Word for word, retype every entry in the listing.

#### PROVIDED DATA:
────────────────
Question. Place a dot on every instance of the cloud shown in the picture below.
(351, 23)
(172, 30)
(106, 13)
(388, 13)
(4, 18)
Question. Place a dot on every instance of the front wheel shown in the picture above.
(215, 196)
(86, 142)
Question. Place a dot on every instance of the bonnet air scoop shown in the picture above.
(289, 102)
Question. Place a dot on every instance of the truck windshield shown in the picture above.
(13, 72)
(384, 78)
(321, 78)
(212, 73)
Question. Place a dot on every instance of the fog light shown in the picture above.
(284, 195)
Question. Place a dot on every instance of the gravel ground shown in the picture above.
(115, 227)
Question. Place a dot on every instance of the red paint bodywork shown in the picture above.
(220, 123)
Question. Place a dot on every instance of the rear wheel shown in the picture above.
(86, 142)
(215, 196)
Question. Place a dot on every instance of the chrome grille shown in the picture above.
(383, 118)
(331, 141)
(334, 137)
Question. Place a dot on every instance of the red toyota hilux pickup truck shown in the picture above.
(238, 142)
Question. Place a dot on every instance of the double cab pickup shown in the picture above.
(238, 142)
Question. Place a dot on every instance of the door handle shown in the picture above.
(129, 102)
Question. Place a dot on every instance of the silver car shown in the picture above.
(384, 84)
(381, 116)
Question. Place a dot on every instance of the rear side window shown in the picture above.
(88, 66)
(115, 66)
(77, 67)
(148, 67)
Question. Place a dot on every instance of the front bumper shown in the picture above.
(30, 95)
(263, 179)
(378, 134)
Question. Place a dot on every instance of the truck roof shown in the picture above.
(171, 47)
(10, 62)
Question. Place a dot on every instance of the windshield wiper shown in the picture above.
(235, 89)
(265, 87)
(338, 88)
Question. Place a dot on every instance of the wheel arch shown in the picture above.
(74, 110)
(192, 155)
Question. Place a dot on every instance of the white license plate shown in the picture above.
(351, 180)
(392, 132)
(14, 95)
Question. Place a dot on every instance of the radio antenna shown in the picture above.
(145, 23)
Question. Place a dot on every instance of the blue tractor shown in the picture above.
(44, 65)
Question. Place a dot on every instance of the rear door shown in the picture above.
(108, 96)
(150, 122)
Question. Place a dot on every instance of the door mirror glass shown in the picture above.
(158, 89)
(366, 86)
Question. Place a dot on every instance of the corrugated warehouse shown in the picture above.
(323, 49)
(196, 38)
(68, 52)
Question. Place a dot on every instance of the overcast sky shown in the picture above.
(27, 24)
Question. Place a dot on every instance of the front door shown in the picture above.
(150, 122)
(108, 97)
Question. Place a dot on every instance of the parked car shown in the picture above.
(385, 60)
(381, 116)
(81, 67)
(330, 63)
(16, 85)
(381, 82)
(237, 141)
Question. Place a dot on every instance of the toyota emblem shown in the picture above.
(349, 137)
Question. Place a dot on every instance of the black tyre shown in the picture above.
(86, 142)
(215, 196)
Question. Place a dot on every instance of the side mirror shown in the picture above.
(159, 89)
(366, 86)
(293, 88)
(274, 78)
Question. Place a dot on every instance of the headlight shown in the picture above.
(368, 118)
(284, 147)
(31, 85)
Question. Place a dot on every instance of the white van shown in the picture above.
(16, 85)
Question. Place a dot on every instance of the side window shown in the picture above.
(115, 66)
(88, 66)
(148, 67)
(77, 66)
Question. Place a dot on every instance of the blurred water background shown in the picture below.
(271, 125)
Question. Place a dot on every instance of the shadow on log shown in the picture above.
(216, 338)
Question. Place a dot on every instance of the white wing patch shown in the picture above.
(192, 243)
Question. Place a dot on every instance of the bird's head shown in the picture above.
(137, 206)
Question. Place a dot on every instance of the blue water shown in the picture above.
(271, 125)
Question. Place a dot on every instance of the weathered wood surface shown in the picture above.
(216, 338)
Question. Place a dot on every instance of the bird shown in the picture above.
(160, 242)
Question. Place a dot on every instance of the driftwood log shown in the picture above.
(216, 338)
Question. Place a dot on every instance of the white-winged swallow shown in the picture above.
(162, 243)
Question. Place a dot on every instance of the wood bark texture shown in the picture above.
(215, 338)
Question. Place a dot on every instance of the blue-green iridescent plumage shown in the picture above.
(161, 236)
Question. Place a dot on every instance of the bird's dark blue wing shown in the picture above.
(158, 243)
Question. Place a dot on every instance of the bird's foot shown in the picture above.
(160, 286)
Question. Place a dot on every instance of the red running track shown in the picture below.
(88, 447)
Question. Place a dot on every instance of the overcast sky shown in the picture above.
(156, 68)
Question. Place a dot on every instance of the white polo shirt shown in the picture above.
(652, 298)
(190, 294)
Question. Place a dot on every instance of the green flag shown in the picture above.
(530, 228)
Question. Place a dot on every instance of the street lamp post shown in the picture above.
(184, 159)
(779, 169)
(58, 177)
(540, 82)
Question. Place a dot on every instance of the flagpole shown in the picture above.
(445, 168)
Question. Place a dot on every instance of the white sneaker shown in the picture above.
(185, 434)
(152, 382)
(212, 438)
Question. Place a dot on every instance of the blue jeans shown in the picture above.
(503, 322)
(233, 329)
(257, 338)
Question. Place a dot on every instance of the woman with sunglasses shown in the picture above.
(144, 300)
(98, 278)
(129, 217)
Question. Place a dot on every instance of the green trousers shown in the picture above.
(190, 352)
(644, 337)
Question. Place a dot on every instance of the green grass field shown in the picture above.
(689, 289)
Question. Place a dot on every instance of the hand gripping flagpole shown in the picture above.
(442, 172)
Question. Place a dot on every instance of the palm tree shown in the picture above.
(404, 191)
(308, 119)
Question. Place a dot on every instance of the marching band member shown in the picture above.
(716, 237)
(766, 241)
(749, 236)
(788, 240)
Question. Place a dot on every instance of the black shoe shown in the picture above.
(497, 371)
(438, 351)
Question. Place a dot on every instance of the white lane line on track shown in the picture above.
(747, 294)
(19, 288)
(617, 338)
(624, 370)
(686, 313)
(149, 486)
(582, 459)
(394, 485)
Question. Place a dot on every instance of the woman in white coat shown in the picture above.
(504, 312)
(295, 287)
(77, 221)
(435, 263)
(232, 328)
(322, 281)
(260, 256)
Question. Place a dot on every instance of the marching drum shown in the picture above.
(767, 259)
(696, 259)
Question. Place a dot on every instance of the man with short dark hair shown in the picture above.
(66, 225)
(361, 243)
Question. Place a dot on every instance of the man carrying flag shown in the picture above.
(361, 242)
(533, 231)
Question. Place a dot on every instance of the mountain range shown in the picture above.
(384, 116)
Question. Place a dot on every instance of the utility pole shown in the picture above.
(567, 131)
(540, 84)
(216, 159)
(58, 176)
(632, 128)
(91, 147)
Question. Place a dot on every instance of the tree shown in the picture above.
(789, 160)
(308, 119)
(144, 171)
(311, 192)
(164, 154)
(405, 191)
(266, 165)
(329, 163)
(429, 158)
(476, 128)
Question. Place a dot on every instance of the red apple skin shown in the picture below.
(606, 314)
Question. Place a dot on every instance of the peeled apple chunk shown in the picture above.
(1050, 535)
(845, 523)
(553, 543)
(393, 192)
────────────────
#### SOLUTION TO THIS EXERCISE:
Question. Place a dot on every instance of the cloud shown in the picture below.
(351, 23)
(172, 30)
(106, 13)
(388, 13)
(4, 18)
Question. Place a dot on every instance of the front wheel shown in the picture above.
(215, 196)
(86, 142)
Question. Place a dot on every instance of the bonnet air scoop shown in the picture above.
(289, 102)
Question. Place a dot on every instance of the truck windshield shown in the picture above.
(13, 72)
(384, 78)
(321, 78)
(212, 73)
Question. Place a dot on every instance of the fog light shown in the picture above.
(284, 195)
Question. Place a dot on every instance of the gravel ground shown in the picture above.
(115, 227)
Question. Place a dot on every instance of the red paint bodywork shown in the picture above.
(220, 123)
Question. Place a dot on every instance of the rear wheel shown in the picture above.
(86, 142)
(215, 196)
Question. Place a dot on every instance of the chrome grille shown in the picture above.
(383, 118)
(331, 141)
(334, 137)
Question. Place a dot on every instance of the red toyota hilux pickup truck shown in the picture above.
(238, 142)
Question. Place a dot on every instance of the double cab pickup shown in the picture above.
(238, 142)
Question. Place a dot on every instance of the door handle shown in the picture above.
(129, 102)
Question. Place a dot on every instance of the silver car shown in the picture above.
(384, 84)
(381, 116)
Question. Place a dot on every instance of the rear side window shown in the picture above.
(88, 66)
(115, 66)
(77, 67)
(148, 67)
Question. Place a dot on every instance of the front bumper shown in the picture above.
(30, 95)
(263, 179)
(378, 134)
Question. Place a dot on every instance of the truck roof shown in the picture above.
(171, 47)
(10, 62)
Question. Place a dot on every instance of the windshield wiper shown in the picture above.
(235, 89)
(265, 87)
(338, 88)
Question. Place a dot on every instance of the wheel arch shown in the picture above.
(74, 110)
(192, 155)
Question. Place a dot on every instance of the white license plate shown in the picture above.
(351, 180)
(392, 132)
(14, 95)
Question. Place a dot on every instance of the radio antenna shown in the picture above.
(145, 23)
Question. Place a dot on every instance of the blue tractor shown in the picture above.
(44, 65)
Question. Place a dot on every instance of the rear door shown in the picture above.
(108, 96)
(150, 122)
Question. Place a dot on every instance of the door mirror glass shown in the picture above.
(158, 89)
(366, 86)
Question. Place a dot on every instance of the corrugated warehouse shown in the picture above.
(323, 49)
(196, 38)
(68, 52)
Question. Place a dot on every instance of the overcast sky shown in the picture above.
(27, 24)
Question. Place a dot on every instance of the front door shown in the picture above.
(150, 122)
(108, 97)
Question. Place a dot on every instance of the parked car shown in the picture above.
(385, 60)
(381, 116)
(81, 67)
(330, 63)
(16, 85)
(381, 82)
(237, 141)
Question. Place a dot on every instance of the toyota emblem shown in the picture above.
(349, 137)
Question. Place a dot on every instance of the black tyre shown in the picture above.
(86, 142)
(215, 196)
Question. Place a dot on every instance of the side mirror shown in the picture above.
(159, 89)
(366, 86)
(293, 88)
(274, 78)
Question. Place a dot on every instance of the headlight shown in the picture above.
(368, 118)
(284, 147)
(31, 85)
Question. Place a dot on every instance of the white van shown in the picture above.
(16, 85)
Question. Place a dot on every instance of the side window shown in the picture above.
(115, 66)
(88, 66)
(148, 67)
(77, 66)
Question. Place a dot on every instance of the blurred water background shown in the picture below.
(271, 125)
Question. Place a dot on every instance of the shadow on log shown in the picture above.
(216, 338)
Question. Place a dot on every instance of the white wing patch shown in the picture above.
(192, 243)
Question. Place a dot on every instance of the bird's head shown in the picture above.
(137, 206)
Question. Place a dot on every instance of the blue water shown in the picture above.
(271, 125)
Question. Place a dot on every instance of the weathered wood surface shown in the picture above.
(216, 338)
Question. Place a dot on every instance of the bird shown in the picture above.
(160, 242)
Question. Place a dot on every instance of the driftwood log shown in the picture above.
(216, 338)
Question. Place a dot on every instance of the white-winged swallow shown in the picture above.
(162, 243)
Question. Place a dot on every instance of the wood bark texture shown in the picture above.
(215, 338)
Question. Place a dot on every instance of the blue-green iridescent plumage shown in the picture above.
(161, 236)
Question. Place a dot on every instance of the bird's dark blue wing shown in the picture above.
(158, 243)
Question. Place a dot on every instance of the bird's foot shown in the picture above.
(160, 286)
Question. Place a dot on every instance of the red running track shown in the picture below.
(88, 447)
Question. Place a dot on every instance of the overcast sky shown in the picture above.
(156, 68)
Question. Place a dot on every instance of the white polo shirt shown in the picture above.
(652, 298)
(190, 294)
Question. Place a dot on every instance of the green flag shown in the picture above.
(530, 228)
Question. Place a dot on every instance of the street lamp post shown in the picture above.
(184, 159)
(779, 169)
(58, 177)
(540, 82)
Question. Place a dot on every instance of the flagpole shown in the picture above.
(445, 168)
Question. Place a dot on every instance of the white sneaker shown in the picture above.
(185, 434)
(152, 382)
(212, 438)
Question. Place a dot on every instance of the blue jeans shown in the picture above.
(503, 322)
(233, 329)
(257, 338)
Question. Place a dot on every instance of the woman with sunglasses shown in the picture above.
(144, 300)
(98, 278)
(129, 217)
Question. Place a dot on every instance of the green trousers shown in the picture above.
(190, 352)
(644, 337)
Question. Place a dot on every instance of the green grass field shown in the picture above.
(689, 289)
Question. Place a dot on every instance of the hand gripping flagpole shown in the picture above.
(442, 172)
Question. Place a dot on every instance of the palm tree shown in the picture above.
(404, 191)
(308, 119)
Question. Place a dot on every instance of the marching band member shown in the picture above.
(716, 237)
(766, 241)
(749, 236)
(788, 240)
Question. Place a dot on every instance of the black shoe shown in the picture above.
(497, 371)
(438, 351)
Question. Place a dot on every instance of the white lane line on track shown in the picture above.
(747, 294)
(19, 288)
(617, 338)
(624, 370)
(686, 313)
(149, 486)
(582, 459)
(394, 485)
Question. Place a dot on every instance of the woman in white coat shown in the picture above.
(504, 312)
(295, 287)
(77, 221)
(435, 263)
(232, 328)
(322, 281)
(260, 256)
Question. Place a dot on every instance of the marching drum shown in the picture above.
(767, 259)
(696, 259)
Question. Place a dot on every instance of the man with short dark hair shown in the picture above.
(66, 225)
(361, 243)
Question. Place a dot on every instance of the man carrying flag shown in the picture above.
(361, 242)
(533, 231)
Question. Place a dot on every instance of the mountain range shown in the picture above.
(384, 116)
Question. Place a dot on every instance of the utility pole shown in the picture above.
(567, 131)
(540, 84)
(216, 159)
(58, 176)
(632, 128)
(91, 147)
Question. Place a dot on every instance of the tree shown in the picture above.
(789, 160)
(308, 119)
(144, 171)
(311, 192)
(164, 154)
(405, 191)
(266, 165)
(329, 163)
(429, 158)
(476, 128)
Question. Place a dot on every instance of the red apple skin shown in the picture below.
(606, 314)
Question. Place a dot on every instance of the peeled apple chunk shown in the picture above.
(1050, 535)
(845, 523)
(553, 543)
(393, 192)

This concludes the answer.